● Extrait de page
┄┄┄┄┄┄

Sa sophistication révèle l'intervention d'un Etat

Ronald Prins de Fox-IT, a déclaré à The Intercept que l'entreprise d'investigation informatique avait enquêté sur les attaques contre Belgacom. Selon lui, « Regin est le malware le plus sophistiqué que Fox-IT a eu à analyser », ajoutant qu'il était « convaincu » qu'il avait été utilisé par les États-Unis et les services de renseignement britanniques. D'autres entreprises de sécurité informatique ont été moins affirmatives sur l'origine du spyware. Pour Symantec, Regin est d'une telle sophistication qu'il ne peut avoir été développé qu'avec le soutien d'un état, sans préciser lequel. Dans le communiqué publié lundi, Symantec précise qu'il n'a pas trouvé dans le code de Regin des éléments pouvant identifier son origine et ajoute « ne pas avoir de preuve suffisante pour le relier à tel ou tel pays ou à une institution particulière ».

L'entreprise de sécurité informatique finlandaise F-Secure était tombée sur une première version de Regin en 2009, mais ne s'est pas risquée à dire d'où il pouvait venir. Cependant, Antti Tikkanen, directeur « security response » chez F-Secure Labs, a écrit dans un blog : « Nous pensons, pour une fois, que ce malware ne vient ni de Russie ni de Chine ».

La détection de Regin ajoutée par F-Secure et Microsoft

F-Secure avait trouvé Regin sur un serveur géré par un de ses clients en Europe du Nord. « Celui-ci plantait occasionnellement et affichait le Blue Screen of Death (BSoD), l'écran bleu de la mort », écrit Antti Tikkanen. Il s'est avéré que le pilote à l'origine de ces problèmes était un rootkit, en fait une première variante de Regin. Mikko Hypponen, directeur de recherche chez F-Secure, a écrit sur Twitter que F-Secure avait ajouté la détection de Regin à ses produits, mais qu'elle n'avait pas rendu l'information publique pour protéger l'anonymat de ses clients.

Celui-ci a affirmé qu'« aucun client (ni gouvernement) ne nous a jamais demandé de ne pas ajouter la détection de certains logiciels malveillants spécifiques ». Microsoft était également intervenue sur Regin. L'éditeur en avait fait entrer une variante dans sa base de données de malwares, le 9 mars 2011, mais l'entrée ne contient aucune donnée technique sur le spyware.

┄┄┄┄┄┄

● Données fournies

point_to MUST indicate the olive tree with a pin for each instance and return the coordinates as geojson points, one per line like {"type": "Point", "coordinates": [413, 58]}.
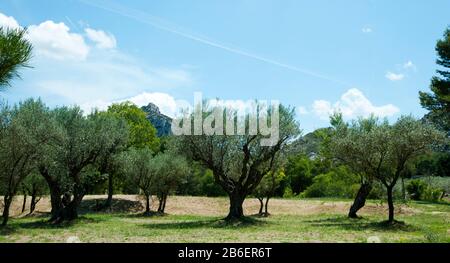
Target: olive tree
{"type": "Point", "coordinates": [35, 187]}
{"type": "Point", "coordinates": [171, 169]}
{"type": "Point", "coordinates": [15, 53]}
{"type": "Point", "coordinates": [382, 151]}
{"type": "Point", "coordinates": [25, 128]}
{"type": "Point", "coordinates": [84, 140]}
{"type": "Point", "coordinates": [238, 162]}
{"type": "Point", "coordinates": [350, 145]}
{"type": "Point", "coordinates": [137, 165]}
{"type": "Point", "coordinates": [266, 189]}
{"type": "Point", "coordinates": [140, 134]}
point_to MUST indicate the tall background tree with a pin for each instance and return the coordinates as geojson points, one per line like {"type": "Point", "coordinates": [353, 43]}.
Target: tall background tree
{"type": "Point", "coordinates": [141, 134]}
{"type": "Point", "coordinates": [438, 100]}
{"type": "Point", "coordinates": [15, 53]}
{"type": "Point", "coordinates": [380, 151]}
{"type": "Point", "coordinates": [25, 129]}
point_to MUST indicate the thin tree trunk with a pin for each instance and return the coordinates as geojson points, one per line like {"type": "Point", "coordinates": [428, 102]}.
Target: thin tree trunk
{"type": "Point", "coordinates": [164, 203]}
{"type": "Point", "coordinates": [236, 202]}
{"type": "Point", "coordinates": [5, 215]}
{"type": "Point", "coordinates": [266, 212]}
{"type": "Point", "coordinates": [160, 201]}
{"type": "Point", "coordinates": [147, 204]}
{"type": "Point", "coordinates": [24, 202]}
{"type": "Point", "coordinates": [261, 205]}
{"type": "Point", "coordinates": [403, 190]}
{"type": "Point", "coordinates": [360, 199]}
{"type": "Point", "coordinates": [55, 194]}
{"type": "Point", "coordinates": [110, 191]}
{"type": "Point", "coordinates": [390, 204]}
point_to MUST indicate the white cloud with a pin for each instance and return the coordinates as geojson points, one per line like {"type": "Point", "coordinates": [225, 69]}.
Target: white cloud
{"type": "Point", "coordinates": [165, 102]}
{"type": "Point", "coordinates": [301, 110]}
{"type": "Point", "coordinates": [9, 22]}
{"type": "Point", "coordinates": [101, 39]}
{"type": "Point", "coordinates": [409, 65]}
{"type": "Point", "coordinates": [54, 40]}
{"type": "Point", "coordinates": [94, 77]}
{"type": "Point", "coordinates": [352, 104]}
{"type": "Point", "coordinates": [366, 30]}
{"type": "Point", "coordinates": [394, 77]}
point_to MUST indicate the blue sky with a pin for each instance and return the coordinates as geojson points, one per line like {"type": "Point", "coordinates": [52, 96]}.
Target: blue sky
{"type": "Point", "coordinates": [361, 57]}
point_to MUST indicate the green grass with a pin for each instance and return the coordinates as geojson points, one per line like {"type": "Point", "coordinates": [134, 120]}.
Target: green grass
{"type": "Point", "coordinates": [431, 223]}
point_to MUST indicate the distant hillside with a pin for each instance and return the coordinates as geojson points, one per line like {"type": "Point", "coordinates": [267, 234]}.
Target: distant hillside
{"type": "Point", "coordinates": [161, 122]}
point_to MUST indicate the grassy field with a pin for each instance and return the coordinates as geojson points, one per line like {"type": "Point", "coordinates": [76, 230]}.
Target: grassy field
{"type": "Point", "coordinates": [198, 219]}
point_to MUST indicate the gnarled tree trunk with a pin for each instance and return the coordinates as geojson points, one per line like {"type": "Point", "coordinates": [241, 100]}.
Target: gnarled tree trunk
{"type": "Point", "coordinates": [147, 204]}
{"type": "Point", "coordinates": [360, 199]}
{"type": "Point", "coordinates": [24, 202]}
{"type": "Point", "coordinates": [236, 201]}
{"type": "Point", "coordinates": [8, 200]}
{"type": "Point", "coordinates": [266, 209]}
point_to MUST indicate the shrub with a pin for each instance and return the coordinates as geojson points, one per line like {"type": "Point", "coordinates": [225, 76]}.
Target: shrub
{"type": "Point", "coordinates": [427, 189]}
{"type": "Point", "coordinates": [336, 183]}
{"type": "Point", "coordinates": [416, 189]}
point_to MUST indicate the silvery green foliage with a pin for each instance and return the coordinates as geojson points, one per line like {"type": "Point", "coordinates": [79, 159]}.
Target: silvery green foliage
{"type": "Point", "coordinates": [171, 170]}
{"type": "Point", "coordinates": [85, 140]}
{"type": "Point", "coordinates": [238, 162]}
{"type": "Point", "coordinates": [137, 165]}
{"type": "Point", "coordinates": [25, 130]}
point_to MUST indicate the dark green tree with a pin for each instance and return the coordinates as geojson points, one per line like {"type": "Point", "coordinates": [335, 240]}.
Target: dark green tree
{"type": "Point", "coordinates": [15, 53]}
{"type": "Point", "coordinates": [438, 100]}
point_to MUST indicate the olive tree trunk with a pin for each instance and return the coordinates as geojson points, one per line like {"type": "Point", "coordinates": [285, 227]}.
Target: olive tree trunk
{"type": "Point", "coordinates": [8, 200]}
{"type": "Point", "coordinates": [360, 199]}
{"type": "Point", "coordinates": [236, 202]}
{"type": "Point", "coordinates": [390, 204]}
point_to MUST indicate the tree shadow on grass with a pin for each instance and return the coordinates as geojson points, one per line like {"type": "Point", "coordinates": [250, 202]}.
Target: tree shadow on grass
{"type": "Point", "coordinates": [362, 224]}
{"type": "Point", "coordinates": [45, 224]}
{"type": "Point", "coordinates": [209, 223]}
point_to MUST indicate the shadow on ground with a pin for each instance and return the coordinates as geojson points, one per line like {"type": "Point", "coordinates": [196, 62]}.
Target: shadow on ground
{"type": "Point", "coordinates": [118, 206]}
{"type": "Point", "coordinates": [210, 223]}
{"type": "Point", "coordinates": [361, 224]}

┄┄┄┄┄┄

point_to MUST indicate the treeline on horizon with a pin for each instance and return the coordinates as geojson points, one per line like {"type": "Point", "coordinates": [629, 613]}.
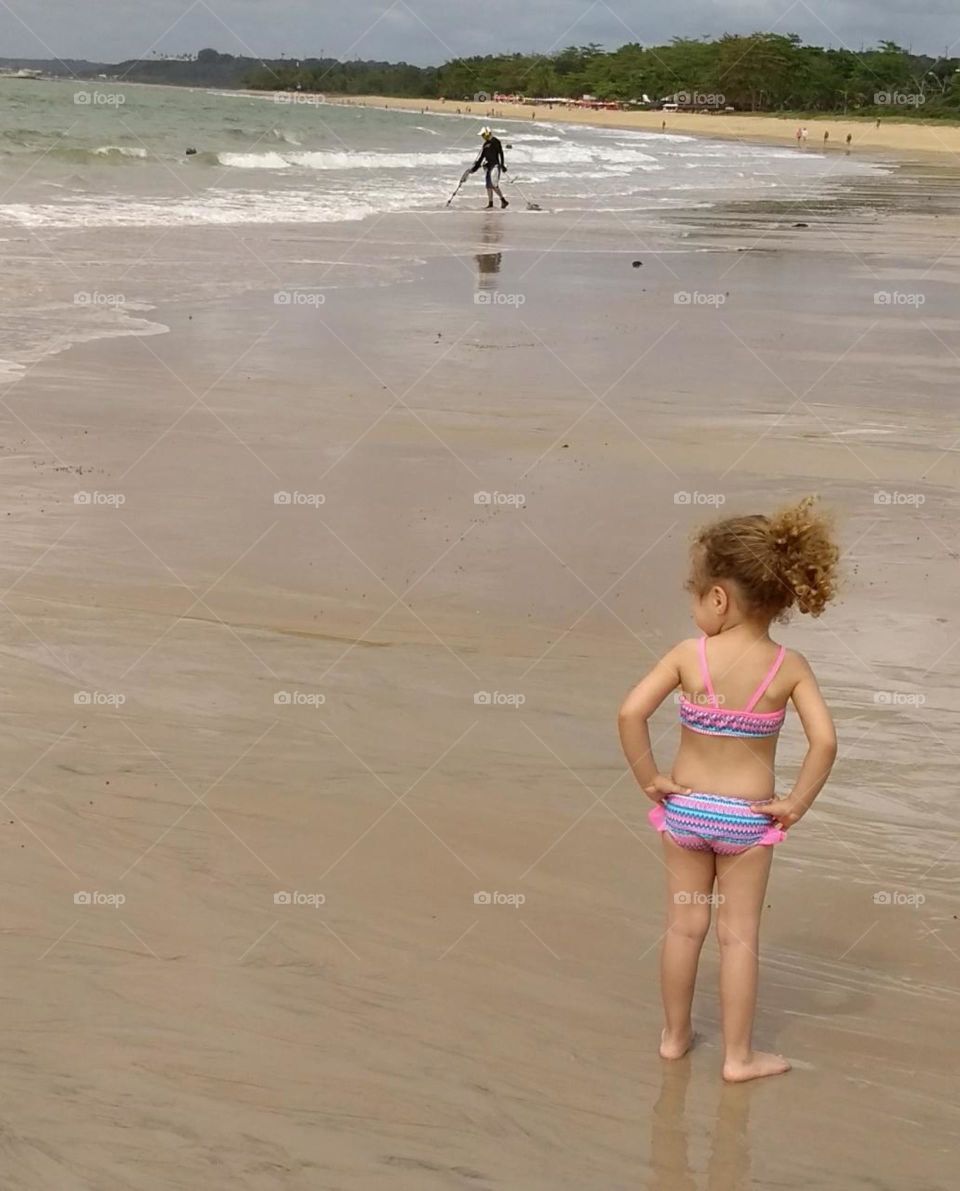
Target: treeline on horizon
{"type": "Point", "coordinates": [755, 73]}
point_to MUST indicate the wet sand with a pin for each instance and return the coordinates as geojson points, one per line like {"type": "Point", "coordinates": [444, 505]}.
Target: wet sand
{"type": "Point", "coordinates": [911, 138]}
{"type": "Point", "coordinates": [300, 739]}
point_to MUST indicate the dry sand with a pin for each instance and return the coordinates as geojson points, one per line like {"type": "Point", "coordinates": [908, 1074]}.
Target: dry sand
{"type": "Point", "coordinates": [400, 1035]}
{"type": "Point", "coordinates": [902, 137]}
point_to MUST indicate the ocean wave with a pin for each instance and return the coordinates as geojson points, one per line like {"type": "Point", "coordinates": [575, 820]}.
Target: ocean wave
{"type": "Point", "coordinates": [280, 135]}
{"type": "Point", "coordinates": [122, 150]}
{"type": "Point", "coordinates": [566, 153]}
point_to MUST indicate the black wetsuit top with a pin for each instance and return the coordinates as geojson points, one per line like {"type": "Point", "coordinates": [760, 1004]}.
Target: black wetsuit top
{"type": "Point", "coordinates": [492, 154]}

┄┄┄┄┄┄

● Exercice proposé 1
Reproduisez intégralement l'article sur le logiciel espion Regin.
● Exercice proposé 2
Relevez chaque ligne des enregistrements qui contient la chaîne « gnarled ». La casse compte.

● Solution rédigée 1
Sa sophistication révèle l'intervention d'un Etat

Ronald Prins de Fox-IT, a déclaré à The Intercept que l'entreprise d'investigation informatique avait enquêté sur les attaques contre Belgacom. Selon lui, « Regin est le malware le plus sophistiqué que Fox-IT a eu à analyser », ajoutant qu'il était « convaincu » qu'il avait été utilisé par les États-Unis et les services de renseignement britanniques. D'autres entreprises de sécurité informatique ont été moins affirmatives sur l'origine du spyware. Pour Symantec, Regin est d'une telle sophistication qu'il ne peut avoir été développé qu'avec le soutien d'un état, sans préciser lequel. Dans le communiqué publié lundi, Symantec précise qu'il n'a pas trouvé dans le code de Regin des éléments pouvant identifier son origine et ajoute « ne pas avoir de preuve suffisante pour le relier à tel ou tel pays ou à une institution particulière ».

L'entreprise de sécurité informatique finlandaise F-Secure était tombée sur une première version de Regin en 2009, mais ne s'est pas risquée à dire d'où il pouvait venir. Cependant, Antti Tikkanen, directeur « security response » chez F-Secure Labs, a écrit dans un blog : « Nous pensons, pour une fois, que ce malware ne vient ni de Russie ni de Chine ».

La détection de Regin ajoutée par F-Secure et Microsoft

F-Secure avait trouvé Regin sur un serveur géré par un de ses clients en Europe du Nord. « Celui-ci plantait occasionnellement et affichait le Blue Screen of Death (BSoD), l'écran bleu de la mort », écrit Antti Tikkanen. Il s'est avéré que le pilote à l'origine de ces problèmes était un rootkit, en fait une première variante de Regin. Mikko Hypponen, directeur de recherche chez F-Secure, a écrit sur Twitter que F-Secure avait ajouté la détection de Regin à ses produits, mais qu'elle n'avait pas rendu l'information publique pour protéger l'anonymat de ses clients.

Celui-ci a affirmé qu'« aucun client (ni gouvernement) ne nous a jamais demandé de ne pas ajouter la détection de certains logiciels malveillants spécifiques ». Microsoft était également intervenue sur Regin. L'éditeur en avait fait entrer une variante dans sa base de données de malwares, le 9 mars 2011, mais l'entrée ne contient aucune donnée technique sur le spyware.

● Solution rédigée 2
point_to MUST indicate the gnarled tree trunk with a pin for each instance and return the coordinates as geojson points, one per line like {"type": "Point", "coordinates": [241, 100]}.
Target: gnarled tree trunk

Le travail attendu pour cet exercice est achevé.